___ EXTRAIT ___

Le marché pharmaceutique marocain est en proie à des pénuries chroniques, révélant des dysfonctionnements structurels qui entravent l’accès aux traitements essentiels. Lors de son intervention devant la Commission des secteurs productifs, le 11 février, le ministre de l’Industrie et du Commerce, Ryad Mezzour, a reconnu que l’approvisionnement en médicaments demeure instable, alternant entre ruptures brutales et indisponibilités ciblées, aussi bien pour les médicaments de marque que pour leurs génériques.

En 2023, une trentaine de molécules vitales ont fait défaut. En 2024, les tensions persistent, touchant même des traitements courants, témoignant d’une crise qui s’installe durablement.

Une industrie sous pression, entre dépendance et rigidité réglementaire

Le marché pharmaceutique marocain, estimé à 22 milliards de dirhams par an, s’appuie sur 56 unités de production, générant un investissement annuel d’un milliard de dirhams et employant 65 000 personnes. Pourtant, malgré cette capacité industrielle, l’approvisionnement reste incertain.

___

_OBJECTIF DE LA TÂCHE:_
Poursuivez l'extrait sur les pénuries de médicaments au Maroc en reprenant juste après sa dernière phrase.

___ DONNÉES FOURNIES ___

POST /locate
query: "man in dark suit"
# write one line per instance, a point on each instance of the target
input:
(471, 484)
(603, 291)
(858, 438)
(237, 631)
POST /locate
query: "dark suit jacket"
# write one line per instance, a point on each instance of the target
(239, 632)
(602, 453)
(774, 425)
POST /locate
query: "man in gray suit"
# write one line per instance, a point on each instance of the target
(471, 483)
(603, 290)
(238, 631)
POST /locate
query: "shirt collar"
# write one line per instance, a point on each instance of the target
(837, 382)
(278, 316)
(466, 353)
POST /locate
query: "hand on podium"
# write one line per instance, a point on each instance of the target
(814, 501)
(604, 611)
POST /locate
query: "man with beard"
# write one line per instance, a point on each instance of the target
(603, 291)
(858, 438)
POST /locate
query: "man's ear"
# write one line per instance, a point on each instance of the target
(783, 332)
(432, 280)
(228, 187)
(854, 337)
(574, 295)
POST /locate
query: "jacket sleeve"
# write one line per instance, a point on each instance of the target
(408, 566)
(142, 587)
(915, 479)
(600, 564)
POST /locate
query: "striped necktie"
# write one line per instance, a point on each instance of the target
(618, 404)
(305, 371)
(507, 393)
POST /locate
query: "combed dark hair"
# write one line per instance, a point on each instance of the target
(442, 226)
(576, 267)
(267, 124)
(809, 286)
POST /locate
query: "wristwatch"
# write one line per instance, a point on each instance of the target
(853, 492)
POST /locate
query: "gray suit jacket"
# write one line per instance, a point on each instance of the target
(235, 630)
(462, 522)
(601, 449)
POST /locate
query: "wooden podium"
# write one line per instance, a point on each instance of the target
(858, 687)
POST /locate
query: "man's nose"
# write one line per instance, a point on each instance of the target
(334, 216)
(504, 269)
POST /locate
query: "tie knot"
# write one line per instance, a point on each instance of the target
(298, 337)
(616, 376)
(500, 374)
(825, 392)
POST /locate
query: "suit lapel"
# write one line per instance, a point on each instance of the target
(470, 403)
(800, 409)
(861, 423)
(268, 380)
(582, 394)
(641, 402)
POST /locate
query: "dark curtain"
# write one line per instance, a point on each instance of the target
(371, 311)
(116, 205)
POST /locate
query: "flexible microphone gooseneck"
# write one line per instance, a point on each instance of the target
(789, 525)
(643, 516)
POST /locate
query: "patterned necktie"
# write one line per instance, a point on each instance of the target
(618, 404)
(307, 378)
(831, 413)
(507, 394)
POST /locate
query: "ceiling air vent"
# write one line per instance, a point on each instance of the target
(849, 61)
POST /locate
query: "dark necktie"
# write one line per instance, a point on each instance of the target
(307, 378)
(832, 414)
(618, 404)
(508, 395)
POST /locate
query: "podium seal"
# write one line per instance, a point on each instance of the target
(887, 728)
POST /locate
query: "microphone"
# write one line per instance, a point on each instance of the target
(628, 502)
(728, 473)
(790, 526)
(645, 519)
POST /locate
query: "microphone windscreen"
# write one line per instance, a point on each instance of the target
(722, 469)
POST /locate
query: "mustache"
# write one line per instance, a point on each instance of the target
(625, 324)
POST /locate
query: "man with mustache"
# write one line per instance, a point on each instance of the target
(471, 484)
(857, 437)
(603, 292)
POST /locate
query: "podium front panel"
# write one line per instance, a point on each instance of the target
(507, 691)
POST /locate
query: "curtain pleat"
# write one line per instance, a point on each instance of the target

___
___ DONNÉES FOURNIES ___

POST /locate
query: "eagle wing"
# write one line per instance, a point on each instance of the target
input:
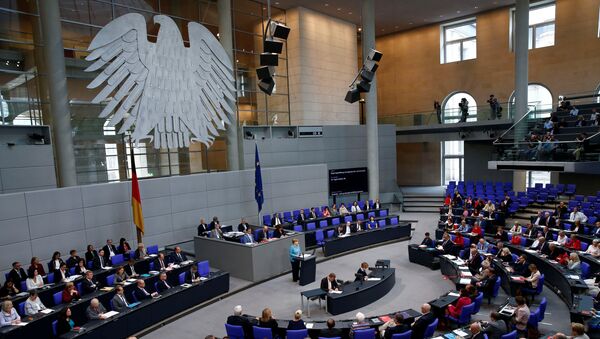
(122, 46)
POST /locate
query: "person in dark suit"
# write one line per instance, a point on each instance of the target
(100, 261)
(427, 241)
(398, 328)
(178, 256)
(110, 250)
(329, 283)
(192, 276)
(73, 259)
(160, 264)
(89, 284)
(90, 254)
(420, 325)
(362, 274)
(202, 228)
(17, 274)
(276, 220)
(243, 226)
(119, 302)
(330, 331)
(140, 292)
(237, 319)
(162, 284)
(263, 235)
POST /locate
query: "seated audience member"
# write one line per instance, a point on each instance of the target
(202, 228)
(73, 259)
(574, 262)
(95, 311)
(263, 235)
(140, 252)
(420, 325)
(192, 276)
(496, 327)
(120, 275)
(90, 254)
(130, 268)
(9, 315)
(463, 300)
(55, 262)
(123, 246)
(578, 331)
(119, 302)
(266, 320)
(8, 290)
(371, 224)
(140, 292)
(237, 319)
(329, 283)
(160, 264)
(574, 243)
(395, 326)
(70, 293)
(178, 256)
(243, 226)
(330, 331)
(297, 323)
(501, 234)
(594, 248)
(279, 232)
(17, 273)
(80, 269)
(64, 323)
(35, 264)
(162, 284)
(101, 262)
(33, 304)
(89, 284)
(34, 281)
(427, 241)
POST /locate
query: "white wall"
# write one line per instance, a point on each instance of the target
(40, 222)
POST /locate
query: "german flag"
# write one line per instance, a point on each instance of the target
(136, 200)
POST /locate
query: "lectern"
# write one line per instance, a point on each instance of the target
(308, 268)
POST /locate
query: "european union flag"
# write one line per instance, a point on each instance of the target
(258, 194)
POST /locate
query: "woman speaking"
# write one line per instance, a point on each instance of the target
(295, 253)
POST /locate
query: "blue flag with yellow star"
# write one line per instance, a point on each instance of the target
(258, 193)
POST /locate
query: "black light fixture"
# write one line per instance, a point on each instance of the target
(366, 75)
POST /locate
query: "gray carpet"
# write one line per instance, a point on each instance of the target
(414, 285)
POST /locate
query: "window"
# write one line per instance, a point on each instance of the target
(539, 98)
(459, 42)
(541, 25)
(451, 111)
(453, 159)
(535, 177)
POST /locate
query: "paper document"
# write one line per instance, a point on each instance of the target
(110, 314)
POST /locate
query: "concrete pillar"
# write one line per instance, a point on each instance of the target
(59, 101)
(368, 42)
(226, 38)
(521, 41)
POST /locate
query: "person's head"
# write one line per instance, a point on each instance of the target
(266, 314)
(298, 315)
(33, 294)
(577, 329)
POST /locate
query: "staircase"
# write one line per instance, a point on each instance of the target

___

_EXERCICE CORRIGÉ:_
Actuellement, la production locale couvre 54 % de la valeur des médicaments consommés et 75 % en volume, laissant le pays fortement dépendant des importations. Cette dépendance expose le Maroc aux fluctuations internationales et complique la gestion des stocks.

Le cadre réglementaire en place, censé protéger le pouvoir d’achat, crée aussi des rigidités qui freinent la production locale et l’importation. L’encadrement des prix des médicaments, combiné à la hausse des coûts de production, décourage les laboratoires et limite l’offre. En conséquence, le pays se retrouve dans une impasse : une régulation censée garantir l’accès aux traitements finit par en aggraver la pénurie.

Un marché en difficulté face à la concurrence internationale

Malgré les ambitions affichées de renforcer la production locale, la concurrence des géants indiens et chinois, qui proposent des matières premières à des prix imbattables, affaiblit les industriels marocains. À cela s’ajoute une bureaucratie lourde, régulièrement dénoncée par le secteur.

Si une récente réforme a réduit le délai d’enregistrement des médicaments de deux ans à six mois, son efficacité réelle reste à démontrer. La mise sur le marché de nouveaux traitements demeure un parcours semé d’embûches, compromettant l’adaptabilité du secteur aux besoins de la population.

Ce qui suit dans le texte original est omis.